▸ Exercise instructions
Starting with the line that contains "Expected: one point per instance of the fallen", reproduce each line through the end of the entries exactly as written.

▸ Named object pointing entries
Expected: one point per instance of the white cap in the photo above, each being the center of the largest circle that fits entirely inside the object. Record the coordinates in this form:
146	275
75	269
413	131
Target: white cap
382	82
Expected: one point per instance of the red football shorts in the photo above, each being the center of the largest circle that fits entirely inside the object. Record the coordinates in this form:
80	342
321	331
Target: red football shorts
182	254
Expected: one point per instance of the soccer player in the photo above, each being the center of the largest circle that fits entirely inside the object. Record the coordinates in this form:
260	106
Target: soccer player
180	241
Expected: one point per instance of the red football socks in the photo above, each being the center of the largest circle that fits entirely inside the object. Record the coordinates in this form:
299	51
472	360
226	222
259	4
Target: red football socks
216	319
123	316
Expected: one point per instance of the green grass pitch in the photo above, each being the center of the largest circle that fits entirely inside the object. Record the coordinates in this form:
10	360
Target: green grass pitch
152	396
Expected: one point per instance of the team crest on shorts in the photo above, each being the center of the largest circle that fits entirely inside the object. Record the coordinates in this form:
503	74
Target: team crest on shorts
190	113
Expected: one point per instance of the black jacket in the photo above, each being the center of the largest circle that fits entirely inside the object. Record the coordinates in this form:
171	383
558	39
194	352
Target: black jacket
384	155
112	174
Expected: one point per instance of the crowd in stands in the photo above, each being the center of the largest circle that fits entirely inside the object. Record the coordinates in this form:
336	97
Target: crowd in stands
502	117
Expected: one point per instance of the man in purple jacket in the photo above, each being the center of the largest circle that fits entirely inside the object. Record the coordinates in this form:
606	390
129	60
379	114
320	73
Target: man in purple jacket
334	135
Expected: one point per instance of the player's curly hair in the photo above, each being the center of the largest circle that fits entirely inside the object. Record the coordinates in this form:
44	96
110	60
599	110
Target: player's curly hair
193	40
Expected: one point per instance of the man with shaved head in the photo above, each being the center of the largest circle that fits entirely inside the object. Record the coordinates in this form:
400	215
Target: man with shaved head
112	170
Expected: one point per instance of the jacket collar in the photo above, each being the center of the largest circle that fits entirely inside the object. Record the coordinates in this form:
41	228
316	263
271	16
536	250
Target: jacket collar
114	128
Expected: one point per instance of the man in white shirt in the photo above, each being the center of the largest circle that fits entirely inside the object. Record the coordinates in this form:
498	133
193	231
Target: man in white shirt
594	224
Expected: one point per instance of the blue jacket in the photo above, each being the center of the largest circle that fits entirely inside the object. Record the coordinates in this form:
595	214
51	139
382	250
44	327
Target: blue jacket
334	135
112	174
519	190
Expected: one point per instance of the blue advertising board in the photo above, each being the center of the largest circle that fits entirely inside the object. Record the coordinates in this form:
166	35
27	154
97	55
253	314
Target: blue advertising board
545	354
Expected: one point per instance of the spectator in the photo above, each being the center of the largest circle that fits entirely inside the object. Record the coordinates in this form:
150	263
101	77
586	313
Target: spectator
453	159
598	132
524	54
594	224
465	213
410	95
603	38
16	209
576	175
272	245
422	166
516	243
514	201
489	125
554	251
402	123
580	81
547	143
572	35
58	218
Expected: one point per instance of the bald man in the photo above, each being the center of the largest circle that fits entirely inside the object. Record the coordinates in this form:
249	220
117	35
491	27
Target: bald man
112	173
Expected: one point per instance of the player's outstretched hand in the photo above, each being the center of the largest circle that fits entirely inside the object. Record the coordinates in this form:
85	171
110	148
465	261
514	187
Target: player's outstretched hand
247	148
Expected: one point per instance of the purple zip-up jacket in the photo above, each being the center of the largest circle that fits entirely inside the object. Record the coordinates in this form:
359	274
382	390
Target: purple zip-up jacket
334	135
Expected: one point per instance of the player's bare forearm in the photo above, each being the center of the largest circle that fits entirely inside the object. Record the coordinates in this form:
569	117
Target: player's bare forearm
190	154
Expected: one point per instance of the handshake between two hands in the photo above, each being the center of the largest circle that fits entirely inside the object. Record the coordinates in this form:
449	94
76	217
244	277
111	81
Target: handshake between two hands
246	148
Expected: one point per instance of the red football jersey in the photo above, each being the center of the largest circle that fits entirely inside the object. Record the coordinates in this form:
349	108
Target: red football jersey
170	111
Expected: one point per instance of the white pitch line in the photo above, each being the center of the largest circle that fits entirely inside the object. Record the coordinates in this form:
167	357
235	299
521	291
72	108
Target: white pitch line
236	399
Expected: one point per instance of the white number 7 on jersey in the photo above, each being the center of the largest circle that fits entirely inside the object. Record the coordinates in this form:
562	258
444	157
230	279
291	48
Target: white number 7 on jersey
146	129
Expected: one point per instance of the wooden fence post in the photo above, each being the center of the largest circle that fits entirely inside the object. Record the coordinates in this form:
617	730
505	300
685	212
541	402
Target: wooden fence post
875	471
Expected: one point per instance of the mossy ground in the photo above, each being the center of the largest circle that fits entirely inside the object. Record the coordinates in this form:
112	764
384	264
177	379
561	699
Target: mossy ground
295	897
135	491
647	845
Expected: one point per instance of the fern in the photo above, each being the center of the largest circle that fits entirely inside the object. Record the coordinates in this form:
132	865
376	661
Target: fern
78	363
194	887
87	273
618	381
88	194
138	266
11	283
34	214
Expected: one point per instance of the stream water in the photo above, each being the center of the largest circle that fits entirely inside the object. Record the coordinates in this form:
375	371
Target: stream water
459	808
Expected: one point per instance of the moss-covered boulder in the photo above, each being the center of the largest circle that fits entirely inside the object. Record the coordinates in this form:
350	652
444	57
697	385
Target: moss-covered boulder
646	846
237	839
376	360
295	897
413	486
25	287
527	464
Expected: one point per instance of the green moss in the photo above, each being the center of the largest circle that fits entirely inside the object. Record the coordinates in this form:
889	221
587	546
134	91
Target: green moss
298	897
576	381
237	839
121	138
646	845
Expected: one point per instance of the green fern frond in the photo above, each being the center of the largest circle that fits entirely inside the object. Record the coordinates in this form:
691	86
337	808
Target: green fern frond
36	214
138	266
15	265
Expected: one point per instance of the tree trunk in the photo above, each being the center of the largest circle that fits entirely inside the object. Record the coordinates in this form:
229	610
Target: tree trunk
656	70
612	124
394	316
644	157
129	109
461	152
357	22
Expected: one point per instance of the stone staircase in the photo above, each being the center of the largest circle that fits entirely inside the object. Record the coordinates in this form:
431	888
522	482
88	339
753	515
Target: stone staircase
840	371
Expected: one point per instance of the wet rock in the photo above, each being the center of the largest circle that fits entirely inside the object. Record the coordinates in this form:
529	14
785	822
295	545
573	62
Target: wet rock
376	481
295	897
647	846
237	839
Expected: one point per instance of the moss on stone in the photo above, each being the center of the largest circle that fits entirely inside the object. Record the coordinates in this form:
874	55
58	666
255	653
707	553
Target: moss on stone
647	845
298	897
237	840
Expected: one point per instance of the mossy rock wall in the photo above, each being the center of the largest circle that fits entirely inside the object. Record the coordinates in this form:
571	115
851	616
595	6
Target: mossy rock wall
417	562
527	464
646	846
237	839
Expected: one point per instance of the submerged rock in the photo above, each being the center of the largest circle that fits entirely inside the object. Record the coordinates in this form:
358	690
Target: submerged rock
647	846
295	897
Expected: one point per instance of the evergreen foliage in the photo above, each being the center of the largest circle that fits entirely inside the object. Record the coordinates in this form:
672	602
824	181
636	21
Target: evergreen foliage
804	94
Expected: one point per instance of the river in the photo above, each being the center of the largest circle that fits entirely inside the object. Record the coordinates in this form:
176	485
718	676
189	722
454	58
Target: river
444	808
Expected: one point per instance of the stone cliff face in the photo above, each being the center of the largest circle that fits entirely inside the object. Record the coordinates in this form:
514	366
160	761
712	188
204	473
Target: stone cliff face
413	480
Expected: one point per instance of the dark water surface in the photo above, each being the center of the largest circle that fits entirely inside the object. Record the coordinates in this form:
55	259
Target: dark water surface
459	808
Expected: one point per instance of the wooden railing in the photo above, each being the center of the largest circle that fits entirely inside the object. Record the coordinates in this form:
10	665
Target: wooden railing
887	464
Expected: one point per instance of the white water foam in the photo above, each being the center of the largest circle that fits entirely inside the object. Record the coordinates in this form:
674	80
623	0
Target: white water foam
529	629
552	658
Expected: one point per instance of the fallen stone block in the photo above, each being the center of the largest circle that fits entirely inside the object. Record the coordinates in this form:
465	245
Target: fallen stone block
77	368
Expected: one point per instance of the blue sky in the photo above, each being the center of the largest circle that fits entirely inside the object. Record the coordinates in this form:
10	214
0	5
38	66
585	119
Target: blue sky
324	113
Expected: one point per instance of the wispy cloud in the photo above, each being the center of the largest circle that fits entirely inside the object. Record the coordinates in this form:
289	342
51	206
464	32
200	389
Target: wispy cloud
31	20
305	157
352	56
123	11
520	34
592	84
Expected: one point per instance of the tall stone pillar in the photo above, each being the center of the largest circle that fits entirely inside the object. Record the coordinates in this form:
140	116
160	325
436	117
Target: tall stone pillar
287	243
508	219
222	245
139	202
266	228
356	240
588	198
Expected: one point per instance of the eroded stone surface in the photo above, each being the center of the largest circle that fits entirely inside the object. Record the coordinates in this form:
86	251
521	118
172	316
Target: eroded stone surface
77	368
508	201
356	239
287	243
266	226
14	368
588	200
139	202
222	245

▸ Exercise result
Expected: one point per instance of the fallen stone block in the photo above, each being the center of the largest circle that fits entirely inside the object. Record the coordinates in this form:
465	245
Target: fallen stone block
77	368
Expected: one point per instance of the blue sky in the photo above, each being the center of the largest circle that fits entirely inside the object. Record the coordinates in this form:
10	214
0	5
38	66
585	119
Target: blue sky
324	113
Expected: one point per instance of the wispy cloud in the photo above, each being the center of the largest circle that fits entirely inside the object. Record the coordinates in this form:
289	342
51	206
464	32
200	389
Target: wispy cloud
31	20
305	157
352	56
123	11
520	34
592	84
Expected: one point per instance of the tall stone pillar in the photo above, each being the center of the largest circle that fits entirely inside the object. Record the coordinates in this form:
140	116
160	325
436	117
Target: tall stone pillar
287	243
508	219
222	245
139	202
266	228
356	240
588	198
Expected: one point per instance of the eroded stone surface in the photo above, each being the center of the largest circle that fits entirely inside the object. Record the coordinates in this form:
86	251
521	118
172	316
Target: eroded stone surface
77	368
508	201
356	239
287	243
266	226
14	368
588	200
139	202
222	245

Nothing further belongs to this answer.